### Exercise
Extend the article on the Kolkata–Jammu Tawi Express beyond the point where it stops, after its list of halts.

### Exercise text
=== Section Start ===
The 13151 / 13152 Kolkata-Jammu Tawi Express is an Express train of the Indian Railways connecting Kolkata in West Bengal and Jammu Tawi in Jammu and Kashmir. It is currently being operated with 13151/13152 train numbers on a daily basis.

== Service==

It averages 45 km/h as 13151 Kolkata - Jammu Tawi Express and covers 1986 km in 45 hrs 5 mins & 45 km/h as 13152 Jammu Tawi - Kolkata Express and covers 1986 km in 45 hrs.

== Route and halts ==

The important halts of the train are :

- '
- Panagarh
- Durgapur
- Andal Junction
- Rani Ganj
- Kulti
- Barakar
- Kumardabi
- Parasnath
- Hazaribagh Road
- Parsabad
- Paharpur
- Tankuppa
- Gurau
- Rafiganj
- Jhakim
- Phesar
- Anugraha Narayan Road
- Dehri on sone
- Sasaram Junction
- Kudra
- Bhabua road
- Kashi
- Shahganj Junction
- Malipur
- Goshain Ganj
- Ayodhya dham junction
- Ayodhya cantonmnet Junction
- Sohawal
- Rudauli
- Daryabad
- Safdarganj
- Barabunki Junction
- Sandila
- Balamau Junction
- Roza Junction
- Tilhar
- Pitambarpur
- ClutterbuckGunj
- Milak
- Seohara
- Dhampur
- Nagina
- Najiabad Junction
- Yamunanagar Jagadhari
- Jagadhari workshop
- Ambala City
- Rajpura Junction
- Sirhind Junction
- Khanna
- Phillaur Junction
- Phagwara Junction
- Mukerian
- Kathua
- '.
=== Section End ===
### Material provided
=== Section Start ===
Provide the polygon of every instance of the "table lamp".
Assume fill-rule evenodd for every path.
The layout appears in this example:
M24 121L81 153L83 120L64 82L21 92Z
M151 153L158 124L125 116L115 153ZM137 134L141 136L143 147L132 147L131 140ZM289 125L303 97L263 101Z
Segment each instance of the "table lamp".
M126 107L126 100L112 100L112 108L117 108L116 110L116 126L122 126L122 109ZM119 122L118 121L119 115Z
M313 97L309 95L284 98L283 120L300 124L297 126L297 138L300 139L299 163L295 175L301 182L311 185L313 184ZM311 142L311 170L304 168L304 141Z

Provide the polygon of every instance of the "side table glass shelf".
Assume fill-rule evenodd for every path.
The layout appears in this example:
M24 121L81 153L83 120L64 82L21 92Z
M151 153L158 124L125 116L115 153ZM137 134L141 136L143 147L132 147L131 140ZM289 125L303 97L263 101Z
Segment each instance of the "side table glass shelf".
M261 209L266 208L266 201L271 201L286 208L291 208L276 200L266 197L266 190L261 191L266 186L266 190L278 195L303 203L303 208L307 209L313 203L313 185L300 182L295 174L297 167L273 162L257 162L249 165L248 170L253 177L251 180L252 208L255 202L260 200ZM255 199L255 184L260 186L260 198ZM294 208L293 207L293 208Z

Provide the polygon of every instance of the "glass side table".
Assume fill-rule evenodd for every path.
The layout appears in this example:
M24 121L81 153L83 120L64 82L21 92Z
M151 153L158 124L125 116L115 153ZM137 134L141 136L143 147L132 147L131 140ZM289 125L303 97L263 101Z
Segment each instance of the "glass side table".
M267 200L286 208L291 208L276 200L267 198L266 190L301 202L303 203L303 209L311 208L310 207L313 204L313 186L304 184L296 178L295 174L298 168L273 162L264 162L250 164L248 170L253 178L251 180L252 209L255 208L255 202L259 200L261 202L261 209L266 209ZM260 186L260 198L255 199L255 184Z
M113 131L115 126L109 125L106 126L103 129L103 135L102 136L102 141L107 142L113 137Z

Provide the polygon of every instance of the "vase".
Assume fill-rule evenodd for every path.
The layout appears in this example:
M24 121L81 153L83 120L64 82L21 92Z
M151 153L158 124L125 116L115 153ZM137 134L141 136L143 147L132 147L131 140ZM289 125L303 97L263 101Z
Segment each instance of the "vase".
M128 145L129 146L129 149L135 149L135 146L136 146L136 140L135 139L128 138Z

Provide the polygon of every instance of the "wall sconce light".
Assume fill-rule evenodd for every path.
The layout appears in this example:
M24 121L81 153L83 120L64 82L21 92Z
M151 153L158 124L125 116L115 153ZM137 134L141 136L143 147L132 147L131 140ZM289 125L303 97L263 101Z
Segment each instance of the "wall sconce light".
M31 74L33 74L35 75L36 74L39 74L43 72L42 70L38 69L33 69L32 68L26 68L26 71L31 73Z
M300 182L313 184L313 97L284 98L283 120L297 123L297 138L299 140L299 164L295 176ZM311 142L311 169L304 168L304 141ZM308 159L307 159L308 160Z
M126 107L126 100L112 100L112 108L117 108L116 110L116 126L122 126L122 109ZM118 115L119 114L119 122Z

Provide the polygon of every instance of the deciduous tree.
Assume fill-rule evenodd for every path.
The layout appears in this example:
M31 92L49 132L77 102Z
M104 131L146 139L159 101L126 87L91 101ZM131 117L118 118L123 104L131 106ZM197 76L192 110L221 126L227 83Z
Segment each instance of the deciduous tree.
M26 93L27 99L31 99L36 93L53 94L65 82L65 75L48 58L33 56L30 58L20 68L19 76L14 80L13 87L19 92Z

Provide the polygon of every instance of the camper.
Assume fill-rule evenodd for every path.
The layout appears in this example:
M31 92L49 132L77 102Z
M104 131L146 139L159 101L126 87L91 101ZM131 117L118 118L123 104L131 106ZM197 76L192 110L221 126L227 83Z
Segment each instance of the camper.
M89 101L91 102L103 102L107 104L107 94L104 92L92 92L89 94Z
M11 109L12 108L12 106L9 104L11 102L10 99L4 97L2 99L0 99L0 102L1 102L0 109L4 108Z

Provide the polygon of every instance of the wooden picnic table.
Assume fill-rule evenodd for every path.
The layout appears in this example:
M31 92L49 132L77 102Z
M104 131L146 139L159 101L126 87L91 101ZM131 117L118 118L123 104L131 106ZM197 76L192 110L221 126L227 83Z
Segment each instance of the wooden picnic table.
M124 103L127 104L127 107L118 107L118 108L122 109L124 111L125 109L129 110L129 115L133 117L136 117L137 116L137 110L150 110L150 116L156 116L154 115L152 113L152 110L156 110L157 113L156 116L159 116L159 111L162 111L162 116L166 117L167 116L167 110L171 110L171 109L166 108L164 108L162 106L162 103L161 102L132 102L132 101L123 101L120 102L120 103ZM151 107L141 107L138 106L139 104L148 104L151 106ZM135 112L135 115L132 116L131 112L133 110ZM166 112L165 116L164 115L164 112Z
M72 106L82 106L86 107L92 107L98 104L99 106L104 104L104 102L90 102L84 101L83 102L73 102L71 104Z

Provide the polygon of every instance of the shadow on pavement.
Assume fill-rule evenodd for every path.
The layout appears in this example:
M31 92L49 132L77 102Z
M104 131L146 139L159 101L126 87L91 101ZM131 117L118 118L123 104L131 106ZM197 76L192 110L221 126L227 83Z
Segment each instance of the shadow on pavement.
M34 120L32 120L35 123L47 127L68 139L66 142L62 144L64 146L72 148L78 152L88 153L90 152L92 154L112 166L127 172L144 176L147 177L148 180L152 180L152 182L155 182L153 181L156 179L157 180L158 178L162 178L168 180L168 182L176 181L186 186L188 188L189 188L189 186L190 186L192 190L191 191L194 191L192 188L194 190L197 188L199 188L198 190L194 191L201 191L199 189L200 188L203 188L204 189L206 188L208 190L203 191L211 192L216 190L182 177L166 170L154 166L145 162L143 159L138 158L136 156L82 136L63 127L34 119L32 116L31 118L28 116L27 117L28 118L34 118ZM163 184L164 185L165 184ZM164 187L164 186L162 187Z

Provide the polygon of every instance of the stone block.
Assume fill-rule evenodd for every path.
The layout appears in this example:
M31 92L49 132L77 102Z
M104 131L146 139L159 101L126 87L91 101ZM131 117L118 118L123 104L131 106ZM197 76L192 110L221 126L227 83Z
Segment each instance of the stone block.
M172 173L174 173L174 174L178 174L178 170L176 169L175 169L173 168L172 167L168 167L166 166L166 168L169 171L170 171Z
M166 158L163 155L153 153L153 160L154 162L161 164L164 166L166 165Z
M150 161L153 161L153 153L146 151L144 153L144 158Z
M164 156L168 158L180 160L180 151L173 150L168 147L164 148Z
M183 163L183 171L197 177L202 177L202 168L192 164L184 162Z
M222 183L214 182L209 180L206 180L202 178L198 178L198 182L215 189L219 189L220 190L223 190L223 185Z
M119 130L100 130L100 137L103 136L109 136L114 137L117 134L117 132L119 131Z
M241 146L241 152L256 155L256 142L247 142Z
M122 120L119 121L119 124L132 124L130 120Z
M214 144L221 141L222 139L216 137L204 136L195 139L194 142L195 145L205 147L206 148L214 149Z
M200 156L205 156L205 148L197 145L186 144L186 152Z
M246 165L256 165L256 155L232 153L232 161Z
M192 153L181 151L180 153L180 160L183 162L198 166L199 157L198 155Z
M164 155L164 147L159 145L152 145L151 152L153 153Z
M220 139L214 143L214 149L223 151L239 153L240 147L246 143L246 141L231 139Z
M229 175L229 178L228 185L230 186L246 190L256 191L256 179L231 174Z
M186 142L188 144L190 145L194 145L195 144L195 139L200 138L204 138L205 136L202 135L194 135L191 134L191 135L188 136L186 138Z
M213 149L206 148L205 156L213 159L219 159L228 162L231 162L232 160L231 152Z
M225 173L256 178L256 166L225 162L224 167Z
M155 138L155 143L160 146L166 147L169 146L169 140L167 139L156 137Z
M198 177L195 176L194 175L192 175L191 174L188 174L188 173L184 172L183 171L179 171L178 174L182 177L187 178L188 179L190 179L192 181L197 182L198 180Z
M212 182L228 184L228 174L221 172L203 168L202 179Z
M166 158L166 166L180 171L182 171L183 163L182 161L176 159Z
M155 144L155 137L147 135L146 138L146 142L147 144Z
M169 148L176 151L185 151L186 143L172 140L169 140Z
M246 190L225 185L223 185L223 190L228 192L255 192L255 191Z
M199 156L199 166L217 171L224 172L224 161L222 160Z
=== Section End ===
### Exercise output
==Coach positioning==

Positioning for 13151 is
LOCO-EOG-A1-B1-B2-B3-B4-B5-M1-PC-S1-S2-S3-S4-S5-S6-S7-GS-GS-GS-GS-EOG

Positioning for 13152 is
LOCO-EOG-GS-GS-GS-GS-S7-S6-S5-S4-S3-S2-S1-PC-M1-B5-B4-B3-B2-B1-A1-EOG

==Traction==

Both trains are hauled by a Howrah Loco Shed Sealdah Loco shed based WAP-7 electric locomotive from end to end.

==Coach composition==

The train uses 5 dedicated LHB rakes. It has 21 coaches. The coach composition is as follows:

For 13151 (KOAA-JAT)
- 2 Generator Car (1 at each end)
- 3 Unreserved (only at front)
- 8 Sleeper Class
- 1 Pantry Car
- 1 AC 3-tier Economy Coach
- 5 AC 3-tier Coaches
- 1 AC 2-tier Coach

For 13152 (JAT-KOAA)
- 2 Generator Car
- 1 AC 2-tier Coach
- 5 AC 3-tier Coaches
- 1 AC 3-tier Economy Coach
- 1 Pantry Car
- 8 Sleeper Coaches
- 3 Unreserved Coach (Only at back)

It is to be kept in mind that 2 out of the 5 rakes of 13151/52 run with the exact opposite coach composition i.e. regular 13152 composition in 13151 and vice versa. So check the coach composition at station and hear out the announcements.

==Operation==

13151 - Starts Kolkata Station at 11:45 AM IST Daily and reaches Jammu Tawi on 3rd Day at 9:00 AM IST.

13152 - Starts Jammu Tawi at 6:55 PM IST Daily and reaches Kolkata on 3rd Day at 3:45 PM IST.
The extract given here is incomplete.